AIM OF THE EXERCISE | List every part that the forum thread below names as a possible cause of the car's bucking.

** Start EXCERPTED PASSAGE **

# 1992 KA "bucking" proplem...



## JayLew (Sep 15, 2002)

Yes I searched, but, I found WAY to many conflicting stories.

Basically my car will not hold a steady RPM (while moving....it idles perfect however). Example: Im cruising at 2500 rpm with my foot lightly on the gas and then the car will start to jerk and hesitate for no reason.

One person said it is the MAF?

My friend said his TPS was causing his car to buck.

Another said that his timing chain tensioner was causing too much slack in his chain and causing the engine to surge erratically. <----My tensioner is bad by the way.

So basically if you guys have had this problem, what did you do to fix it?


----------



## dj42000_2000 (Oct 19, 2004)

** End EXCERPTED PASSAGE **
** Start DATASET RECORDS **

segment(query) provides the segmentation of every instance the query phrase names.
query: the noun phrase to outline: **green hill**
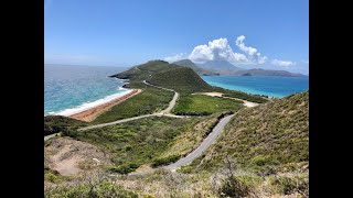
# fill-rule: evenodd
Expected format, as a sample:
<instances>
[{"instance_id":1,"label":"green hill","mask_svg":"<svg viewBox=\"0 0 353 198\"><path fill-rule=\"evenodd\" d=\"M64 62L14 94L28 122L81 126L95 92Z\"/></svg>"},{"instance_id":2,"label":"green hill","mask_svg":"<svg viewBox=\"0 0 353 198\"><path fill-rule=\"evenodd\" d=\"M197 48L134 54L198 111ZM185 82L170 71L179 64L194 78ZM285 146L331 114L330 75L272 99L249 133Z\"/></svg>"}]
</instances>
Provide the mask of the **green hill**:
<instances>
[{"instance_id":1,"label":"green hill","mask_svg":"<svg viewBox=\"0 0 353 198\"><path fill-rule=\"evenodd\" d=\"M212 87L208 84L206 84L193 69L188 67L173 67L153 75L147 81L157 86L174 89L179 92L212 90Z\"/></svg>"},{"instance_id":2,"label":"green hill","mask_svg":"<svg viewBox=\"0 0 353 198\"><path fill-rule=\"evenodd\" d=\"M67 130L74 130L78 127L87 125L86 122L62 116L44 117L44 136Z\"/></svg>"},{"instance_id":3,"label":"green hill","mask_svg":"<svg viewBox=\"0 0 353 198\"><path fill-rule=\"evenodd\" d=\"M201 68L199 66L196 66L192 61L190 59L181 59L178 62L173 63L174 65L179 65L182 67L189 67L192 68L195 73L197 73L199 75L204 75L204 76L210 76L210 75L220 75L218 73L215 72L211 72L211 70L206 70L204 68Z\"/></svg>"},{"instance_id":4,"label":"green hill","mask_svg":"<svg viewBox=\"0 0 353 198\"><path fill-rule=\"evenodd\" d=\"M172 68L168 62L164 61L150 61L146 64L137 65L131 67L130 69L111 75L110 77L116 77L120 79L130 79L130 80L145 80L148 79L151 75L163 72Z\"/></svg>"},{"instance_id":5,"label":"green hill","mask_svg":"<svg viewBox=\"0 0 353 198\"><path fill-rule=\"evenodd\" d=\"M286 172L308 165L309 91L240 110L202 163L193 165L214 169L226 155L239 167L256 172Z\"/></svg>"}]
</instances>

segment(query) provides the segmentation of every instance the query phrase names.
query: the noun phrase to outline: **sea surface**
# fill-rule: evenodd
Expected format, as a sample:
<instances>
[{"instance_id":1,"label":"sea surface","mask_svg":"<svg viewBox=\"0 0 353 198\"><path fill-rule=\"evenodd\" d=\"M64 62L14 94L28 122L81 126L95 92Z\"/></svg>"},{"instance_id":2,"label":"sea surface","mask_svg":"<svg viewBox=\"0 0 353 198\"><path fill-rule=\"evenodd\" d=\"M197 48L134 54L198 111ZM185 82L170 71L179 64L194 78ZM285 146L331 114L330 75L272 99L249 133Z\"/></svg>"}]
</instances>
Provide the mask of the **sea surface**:
<instances>
[{"instance_id":1,"label":"sea surface","mask_svg":"<svg viewBox=\"0 0 353 198\"><path fill-rule=\"evenodd\" d=\"M129 92L124 80L108 77L125 69L44 64L44 116L69 116Z\"/></svg>"},{"instance_id":2,"label":"sea surface","mask_svg":"<svg viewBox=\"0 0 353 198\"><path fill-rule=\"evenodd\" d=\"M282 98L309 89L309 77L279 76L202 76L212 86L248 94Z\"/></svg>"}]
</instances>

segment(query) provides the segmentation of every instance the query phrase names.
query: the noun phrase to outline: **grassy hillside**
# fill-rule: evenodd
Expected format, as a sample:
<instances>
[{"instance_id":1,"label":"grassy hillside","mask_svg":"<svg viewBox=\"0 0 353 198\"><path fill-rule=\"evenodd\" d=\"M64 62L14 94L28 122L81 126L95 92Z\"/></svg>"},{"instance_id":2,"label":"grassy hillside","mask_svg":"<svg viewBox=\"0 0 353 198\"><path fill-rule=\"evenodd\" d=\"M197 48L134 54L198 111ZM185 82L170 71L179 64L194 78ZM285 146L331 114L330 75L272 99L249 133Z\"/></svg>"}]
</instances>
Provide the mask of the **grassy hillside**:
<instances>
[{"instance_id":1,"label":"grassy hillside","mask_svg":"<svg viewBox=\"0 0 353 198\"><path fill-rule=\"evenodd\" d=\"M218 89L218 88L215 88L215 89ZM223 95L224 97L239 98L239 99L256 102L256 103L264 103L264 102L268 101L268 99L266 99L259 95L249 95L246 92L236 91L236 90L227 90L227 89L223 89L223 90L220 89L220 91L224 92L224 95Z\"/></svg>"},{"instance_id":2,"label":"grassy hillside","mask_svg":"<svg viewBox=\"0 0 353 198\"><path fill-rule=\"evenodd\" d=\"M174 67L153 75L148 82L178 92L210 91L212 87L206 84L194 70L186 67Z\"/></svg>"},{"instance_id":3,"label":"grassy hillside","mask_svg":"<svg viewBox=\"0 0 353 198\"><path fill-rule=\"evenodd\" d=\"M58 133L67 130L75 130L78 127L87 125L86 122L62 116L44 117L44 135Z\"/></svg>"},{"instance_id":4,"label":"grassy hillside","mask_svg":"<svg viewBox=\"0 0 353 198\"><path fill-rule=\"evenodd\" d=\"M97 117L92 123L113 122L120 119L150 114L169 106L173 98L172 91L146 86L139 95L114 106L109 111Z\"/></svg>"},{"instance_id":5,"label":"grassy hillside","mask_svg":"<svg viewBox=\"0 0 353 198\"><path fill-rule=\"evenodd\" d=\"M137 65L131 67L130 69L113 75L110 77L116 77L120 79L130 79L131 81L142 81L145 79L150 78L151 75L156 73L160 73L167 69L172 68L168 62L163 61L150 61L146 64Z\"/></svg>"},{"instance_id":6,"label":"grassy hillside","mask_svg":"<svg viewBox=\"0 0 353 198\"><path fill-rule=\"evenodd\" d=\"M183 95L176 107L172 110L175 114L206 116L222 111L238 111L243 101L204 95Z\"/></svg>"},{"instance_id":7,"label":"grassy hillside","mask_svg":"<svg viewBox=\"0 0 353 198\"><path fill-rule=\"evenodd\" d=\"M309 91L240 110L225 132L193 163L215 169L228 155L248 170L281 172L309 163Z\"/></svg>"},{"instance_id":8,"label":"grassy hillside","mask_svg":"<svg viewBox=\"0 0 353 198\"><path fill-rule=\"evenodd\" d=\"M107 151L116 165L110 169L128 173L140 165L158 166L178 160L202 140L215 121L214 117L192 119L152 117L88 131L71 131L65 135ZM200 128L200 124L205 128ZM181 140L183 143L175 146L174 142ZM191 144L191 141L194 144ZM171 146L173 155L167 152Z\"/></svg>"},{"instance_id":9,"label":"grassy hillside","mask_svg":"<svg viewBox=\"0 0 353 198\"><path fill-rule=\"evenodd\" d=\"M199 67L190 59L181 59L181 61L174 62L173 64L182 67L189 67L193 69L195 73L197 73L199 75L220 75L218 73Z\"/></svg>"}]
</instances>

** End DATASET RECORDS **

SOLUTION TO THIS EXERCISE |
- MAF
- TPS
- Timing chain tensioner